• **Document segment**
· · · ·
Healthcare IT security company Imprivata, today announced the launch of Imprivata Mobile Device Access (MDA), a mobile authentication solution that enables fast, secure access to clinical mobile devices and applications. The solution extends the Imprivata’s single sign-on technology for authentication and access management (typically used in workstations) to shared mobile devices, empowering organizations to unlock the full potential of mobility in healthcare.
Shared mobile devices facilitate healthcare’s shift to mobility by enabling patient identity management, clinical communications, lab collections, and a number of other workflows at the patient’s bedside. As clinicians become increasingly mobile, however, moving throughout the hospital as they care for patients, the challenge for healthcare organizations is implementing the security measures required for accessing sensitive patient data on these devices without disrupting clinical workflow. Imprivata’s MDA can help get more nurses and clinical staff to use mobile, and in turn help hospitals leverage their investment in these expensive devices.
Imprivata MDA integrates seamlessly with Imprivata OneSign®, healthcare’s leading enterprise SSO and virtual desktop access platform, leveraging the same core infrastructure. This allows organizations to set authentication policies for all workflows from a single platform which reduces TCO and streamlines reporting.
Imprivata MDA works with clinical mobile computers using the Android operating system, including the market-leading Zebra TC51-HC, to remove repetitive manual password entry with a badge tap to gain access. Imprivata MDA also works with many EHR and solution providers, including Epic Rover.
“Just as Imprivata has helped healthcare enable the shift to EHRs by removing the password barrier, we’re now extending that offering out to mobile devices,” said Wes Wright, Chief Technology Officer at Imprivata. “The goal, as we’ve seen with EHRs, is to help healthcare organizations reap the full benefits of their investments in mobile hardware without compromising usability and accessibility for clinicians.”
· · · ·
• **Dataset content**
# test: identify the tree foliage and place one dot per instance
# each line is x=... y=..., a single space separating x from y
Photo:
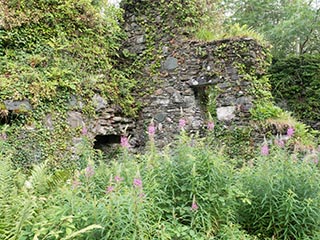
x=291 y=26
x=296 y=82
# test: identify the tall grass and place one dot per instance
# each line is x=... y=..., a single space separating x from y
x=189 y=191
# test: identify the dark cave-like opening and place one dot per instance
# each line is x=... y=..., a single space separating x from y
x=103 y=142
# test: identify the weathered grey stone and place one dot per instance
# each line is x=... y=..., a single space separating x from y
x=160 y=117
x=170 y=63
x=177 y=98
x=244 y=100
x=21 y=106
x=140 y=39
x=48 y=121
x=75 y=119
x=226 y=113
x=99 y=102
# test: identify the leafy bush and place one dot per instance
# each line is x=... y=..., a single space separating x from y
x=296 y=85
x=284 y=197
x=186 y=191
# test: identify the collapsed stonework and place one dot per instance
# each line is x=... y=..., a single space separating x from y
x=187 y=69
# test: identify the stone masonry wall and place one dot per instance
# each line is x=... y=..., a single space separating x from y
x=187 y=68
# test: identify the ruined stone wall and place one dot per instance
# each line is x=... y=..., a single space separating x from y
x=187 y=69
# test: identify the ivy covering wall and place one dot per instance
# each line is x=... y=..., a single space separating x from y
x=296 y=86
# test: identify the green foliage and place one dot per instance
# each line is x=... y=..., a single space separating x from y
x=295 y=81
x=66 y=48
x=283 y=204
x=265 y=110
x=189 y=191
x=292 y=27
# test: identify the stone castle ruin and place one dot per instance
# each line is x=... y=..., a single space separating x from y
x=187 y=69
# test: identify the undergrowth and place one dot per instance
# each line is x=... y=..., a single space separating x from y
x=190 y=191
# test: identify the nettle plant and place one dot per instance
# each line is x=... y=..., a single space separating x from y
x=186 y=191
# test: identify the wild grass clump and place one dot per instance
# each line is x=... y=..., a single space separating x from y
x=189 y=191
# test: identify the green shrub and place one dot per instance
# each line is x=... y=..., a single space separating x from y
x=284 y=197
x=296 y=84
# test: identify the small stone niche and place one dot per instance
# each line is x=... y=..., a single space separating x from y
x=107 y=143
x=7 y=117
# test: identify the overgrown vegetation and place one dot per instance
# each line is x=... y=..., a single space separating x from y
x=296 y=86
x=191 y=191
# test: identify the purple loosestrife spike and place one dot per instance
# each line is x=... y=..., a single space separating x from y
x=118 y=178
x=151 y=129
x=84 y=131
x=137 y=182
x=265 y=150
x=290 y=132
x=89 y=171
x=279 y=143
x=210 y=126
x=109 y=189
x=182 y=123
x=194 y=206
x=75 y=184
x=3 y=136
x=124 y=142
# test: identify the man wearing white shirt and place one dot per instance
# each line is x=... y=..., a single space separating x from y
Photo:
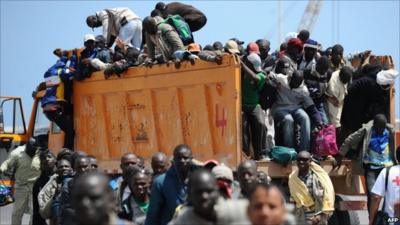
x=392 y=194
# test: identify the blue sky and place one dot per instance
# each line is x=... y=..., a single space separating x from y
x=30 y=30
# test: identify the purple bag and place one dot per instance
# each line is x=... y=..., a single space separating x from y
x=324 y=141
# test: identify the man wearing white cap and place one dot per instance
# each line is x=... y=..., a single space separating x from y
x=118 y=22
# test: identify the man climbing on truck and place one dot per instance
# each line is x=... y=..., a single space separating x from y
x=56 y=101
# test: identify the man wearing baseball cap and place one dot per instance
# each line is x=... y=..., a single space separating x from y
x=308 y=60
x=293 y=52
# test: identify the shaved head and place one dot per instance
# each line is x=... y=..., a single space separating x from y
x=304 y=155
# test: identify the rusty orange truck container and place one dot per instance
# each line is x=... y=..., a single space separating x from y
x=154 y=109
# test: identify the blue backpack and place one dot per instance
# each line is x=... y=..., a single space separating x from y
x=283 y=155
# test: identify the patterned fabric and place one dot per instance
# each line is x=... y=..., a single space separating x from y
x=378 y=143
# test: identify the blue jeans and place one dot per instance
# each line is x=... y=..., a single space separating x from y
x=321 y=109
x=131 y=33
x=287 y=119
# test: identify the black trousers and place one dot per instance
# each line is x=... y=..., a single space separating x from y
x=254 y=129
x=66 y=124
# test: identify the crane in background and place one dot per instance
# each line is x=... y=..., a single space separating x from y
x=310 y=15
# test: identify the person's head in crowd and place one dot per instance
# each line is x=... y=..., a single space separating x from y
x=328 y=52
x=141 y=162
x=296 y=79
x=266 y=205
x=224 y=176
x=211 y=48
x=283 y=47
x=322 y=65
x=132 y=55
x=310 y=49
x=263 y=177
x=182 y=159
x=379 y=124
x=337 y=54
x=139 y=184
x=255 y=61
x=92 y=162
x=231 y=47
x=247 y=175
x=31 y=147
x=129 y=172
x=304 y=35
x=150 y=25
x=43 y=141
x=218 y=46
x=264 y=46
x=294 y=48
x=159 y=163
x=128 y=160
x=345 y=74
x=194 y=48
x=100 y=41
x=75 y=155
x=252 y=47
x=304 y=162
x=93 y=21
x=82 y=165
x=93 y=199
x=47 y=161
x=118 y=54
x=210 y=164
x=89 y=41
x=156 y=12
x=282 y=66
x=239 y=42
x=203 y=193
x=65 y=153
x=64 y=168
x=162 y=8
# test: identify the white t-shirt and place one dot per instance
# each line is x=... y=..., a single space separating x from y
x=392 y=195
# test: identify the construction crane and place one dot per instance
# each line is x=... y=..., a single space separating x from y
x=310 y=15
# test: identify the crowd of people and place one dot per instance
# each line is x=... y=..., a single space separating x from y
x=300 y=87
x=70 y=189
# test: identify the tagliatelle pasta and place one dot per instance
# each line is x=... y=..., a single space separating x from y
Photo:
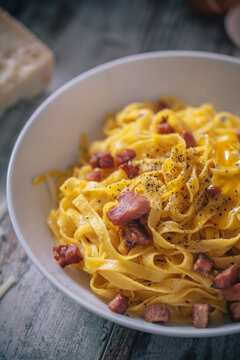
x=184 y=219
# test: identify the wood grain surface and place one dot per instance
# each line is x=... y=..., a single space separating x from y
x=36 y=320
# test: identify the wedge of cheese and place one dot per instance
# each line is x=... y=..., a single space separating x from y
x=26 y=64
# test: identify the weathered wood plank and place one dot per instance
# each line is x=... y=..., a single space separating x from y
x=36 y=320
· · · ·
• **How to complete this task**
Please extract the passage of the Imprivata announcement above that runs from "Imprivata MDA integrates" up to and including "and streamlines reporting.", copying it word for word.

• **Task result**
Imprivata MDA integrates seamlessly with Imprivata OneSign®, healthcare’s leading enterprise SSO and virtual desktop access platform, leveraging the same core infrastructure. This allows organizations to set authentication policies for all workflows from a single platform which reduces TCO and streamlines reporting.